▶ _Prompt 1_:
Reproduce word for word everything in the records from the line containing "Where can the distant" down to the end of the records, both ends included.

▶ _Excerpt to read_:
[Start]

Perhaps you could say anything about it at all?

You keep saying that it's bad and this other thing is better, but never say why it's bad, or even -what- this other thing is that's better. Other than a vague label that really tells us nothing.

You understand why that makes folks skeptical and confused.


----------



## Laurelin (Nov 2, 2006)

I don't really remember with Mia? I know the first day home after a 7 hour drive we didn't do much. 

Hank learned sit, down, nose touch and hand touch in the first day but he's kind of a rock star and was 8-10 months old.

I would basically just start shaping what you want from your dog from the get go as far as manners go.


----------



## petpeeve (Jun 10, 2010)

ireth0 said:


> You keep saying that it's bad and this other thing is better, but never say why it's bad, or even -what- this other thing is that's better. Other than a vague label that really tells us nothing.





Canyx said:


> I hope you enlighten us as to what "attraction and resistance" training is.


 I believe the answer lies within the poster's signature. And then some.

There's a valid reason why fringe-players have never gained widespread recognition from their peers, or built a following that goes beyond cultish.


----------



## Laurelin (Nov 2, 2006)

Mirzam said:


> My dog does none of those things, but he wasn't trained not to do them either. He developed impulse control naturally as he grew and matured. Dogs are better than apes at self-restraint, and in fact, when properly raised are more reliable than humans when it comes to self-control. Obviously, this is only applicable to dogs raised from puppyhood, and not to adopted dogs with uncertain histories. Which is why I would use some of the techniques I have mentioned. As I said, they resolved, non-agressive DR in my boy, it is like night and day.
> 
> If a dog is behaving in the manner in which you describe they are in overload, and that needs to be addressed not the resultant behavior.


I think... a lot of that is because you have a mastiff. They're not generally as um... rowdy? as some other types. My cattle dog x terrier has different 'rough spots' than the papillons. And vice versa. What needs heavy work (or not) really depends on the dog. My papillons never bit when they were overstimulated or tried to drag the vacuum away while I was vacuuming. Hank never barked all class in his crate. He also potty trained much easier.

Just because something 'comes naturally' with one single dog doesn't mean it is that way for every dog.


----------



## sclevenger (Nov 11, 2012)

Thanks for all the replies guys.

[End]

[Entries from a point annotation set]
[Start]

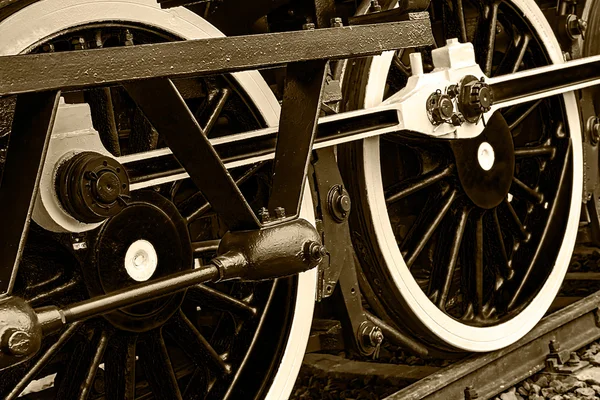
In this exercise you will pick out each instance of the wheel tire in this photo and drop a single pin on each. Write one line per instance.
(51, 17)
(398, 293)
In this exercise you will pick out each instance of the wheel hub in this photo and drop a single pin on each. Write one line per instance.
(141, 260)
(485, 156)
(147, 240)
(92, 187)
(486, 164)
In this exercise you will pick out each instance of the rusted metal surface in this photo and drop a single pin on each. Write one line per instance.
(489, 374)
(79, 69)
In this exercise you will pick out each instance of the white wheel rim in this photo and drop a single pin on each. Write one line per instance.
(445, 328)
(44, 18)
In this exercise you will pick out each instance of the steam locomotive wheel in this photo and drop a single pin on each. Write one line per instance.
(228, 340)
(465, 243)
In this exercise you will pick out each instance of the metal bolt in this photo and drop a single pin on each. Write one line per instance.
(457, 119)
(593, 129)
(128, 38)
(376, 336)
(336, 22)
(574, 360)
(375, 7)
(314, 251)
(470, 393)
(308, 25)
(264, 216)
(575, 26)
(280, 212)
(78, 43)
(344, 201)
(338, 203)
(452, 91)
(16, 342)
(99, 44)
(48, 48)
(370, 335)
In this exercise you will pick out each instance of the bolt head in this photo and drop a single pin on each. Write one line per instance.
(376, 336)
(19, 343)
(446, 108)
(315, 251)
(345, 203)
(336, 22)
(280, 212)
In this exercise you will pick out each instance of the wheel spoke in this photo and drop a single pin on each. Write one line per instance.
(56, 292)
(206, 296)
(47, 356)
(425, 225)
(204, 208)
(517, 116)
(182, 331)
(74, 376)
(514, 57)
(472, 263)
(167, 111)
(302, 96)
(410, 186)
(500, 255)
(157, 367)
(88, 382)
(524, 192)
(400, 65)
(103, 118)
(460, 12)
(539, 151)
(446, 257)
(562, 192)
(20, 181)
(491, 38)
(120, 367)
(219, 103)
(204, 247)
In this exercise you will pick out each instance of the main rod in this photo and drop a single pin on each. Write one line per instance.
(80, 69)
(545, 81)
(139, 293)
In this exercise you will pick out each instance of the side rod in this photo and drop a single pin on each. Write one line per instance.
(545, 81)
(100, 67)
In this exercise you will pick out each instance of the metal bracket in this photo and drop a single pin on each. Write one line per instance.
(339, 269)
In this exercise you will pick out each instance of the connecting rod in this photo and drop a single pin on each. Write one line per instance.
(284, 248)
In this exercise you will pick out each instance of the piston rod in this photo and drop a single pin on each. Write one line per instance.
(281, 249)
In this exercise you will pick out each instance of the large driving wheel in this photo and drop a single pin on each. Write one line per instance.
(227, 340)
(465, 243)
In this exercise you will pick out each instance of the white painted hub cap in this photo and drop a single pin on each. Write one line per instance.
(485, 156)
(141, 260)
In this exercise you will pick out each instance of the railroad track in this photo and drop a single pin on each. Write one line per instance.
(187, 185)
(572, 322)
(489, 374)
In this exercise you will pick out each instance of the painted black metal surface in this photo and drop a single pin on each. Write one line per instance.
(141, 171)
(486, 188)
(75, 70)
(489, 373)
(28, 143)
(166, 110)
(543, 82)
(297, 128)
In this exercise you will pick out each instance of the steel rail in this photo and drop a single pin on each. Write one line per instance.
(491, 373)
(86, 68)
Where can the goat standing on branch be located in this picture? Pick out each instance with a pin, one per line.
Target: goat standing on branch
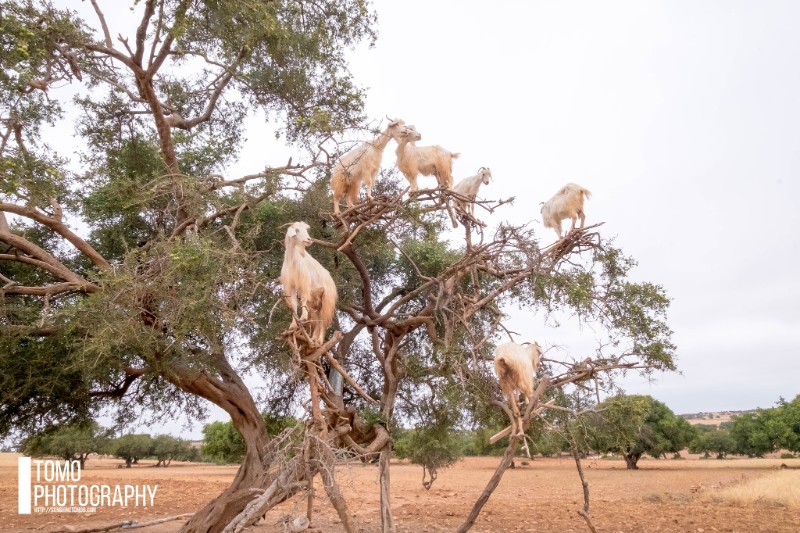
(426, 160)
(360, 165)
(469, 187)
(305, 278)
(567, 203)
(516, 367)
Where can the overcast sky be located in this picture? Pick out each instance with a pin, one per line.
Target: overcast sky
(681, 117)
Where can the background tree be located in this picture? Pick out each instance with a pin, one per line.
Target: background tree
(222, 443)
(72, 442)
(169, 297)
(636, 425)
(131, 447)
(711, 439)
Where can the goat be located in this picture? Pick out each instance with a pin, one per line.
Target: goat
(426, 160)
(566, 203)
(360, 165)
(516, 366)
(305, 278)
(469, 187)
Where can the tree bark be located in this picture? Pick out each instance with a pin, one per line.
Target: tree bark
(231, 394)
(507, 459)
(387, 520)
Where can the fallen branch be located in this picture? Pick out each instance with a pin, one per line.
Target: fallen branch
(125, 524)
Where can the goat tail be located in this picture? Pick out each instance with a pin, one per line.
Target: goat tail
(506, 373)
(328, 306)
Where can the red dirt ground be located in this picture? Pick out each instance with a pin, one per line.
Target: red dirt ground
(542, 496)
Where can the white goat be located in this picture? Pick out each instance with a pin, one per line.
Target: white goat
(426, 160)
(303, 277)
(469, 187)
(360, 165)
(516, 366)
(567, 203)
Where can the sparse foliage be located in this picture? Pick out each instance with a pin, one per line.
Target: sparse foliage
(168, 295)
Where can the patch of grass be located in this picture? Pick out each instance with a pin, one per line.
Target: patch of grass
(781, 488)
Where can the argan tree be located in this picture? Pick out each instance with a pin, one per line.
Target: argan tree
(146, 280)
(71, 442)
(636, 425)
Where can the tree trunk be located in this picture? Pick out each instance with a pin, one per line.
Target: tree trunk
(229, 392)
(387, 520)
(505, 462)
(631, 459)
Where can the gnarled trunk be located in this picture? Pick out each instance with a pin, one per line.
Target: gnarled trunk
(229, 392)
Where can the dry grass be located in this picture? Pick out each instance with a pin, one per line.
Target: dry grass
(781, 488)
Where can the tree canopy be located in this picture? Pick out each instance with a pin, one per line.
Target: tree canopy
(143, 277)
(636, 425)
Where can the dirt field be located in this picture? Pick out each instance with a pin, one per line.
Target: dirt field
(542, 496)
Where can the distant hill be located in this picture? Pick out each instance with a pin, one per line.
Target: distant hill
(713, 418)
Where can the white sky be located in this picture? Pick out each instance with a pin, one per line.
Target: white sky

[End]

▶ _Prompt 2_:
Duplicate word for word everything in the dog training thread from "Hank learned sit, down, nose" down to "(Jun 10, 2010)".

▶ _Final answer 1_:
Where can the distant hill be located in this picture? Pick out each instance with a pin, one per line.
Target: distant hill
(713, 418)
Where can the white sky be located in this picture? Pick out each instance with a pin, one per line.
Target: white sky

▶ _Final answer 2_:
Hank learned sit, down, nose touch and hand touch in the first day but he's kind of a rock star and was 8-10 months old.

I would basically just start shaping what you want from your dog from the get go as far as manners go.


----------



## petpeeve (Jun 10, 2010)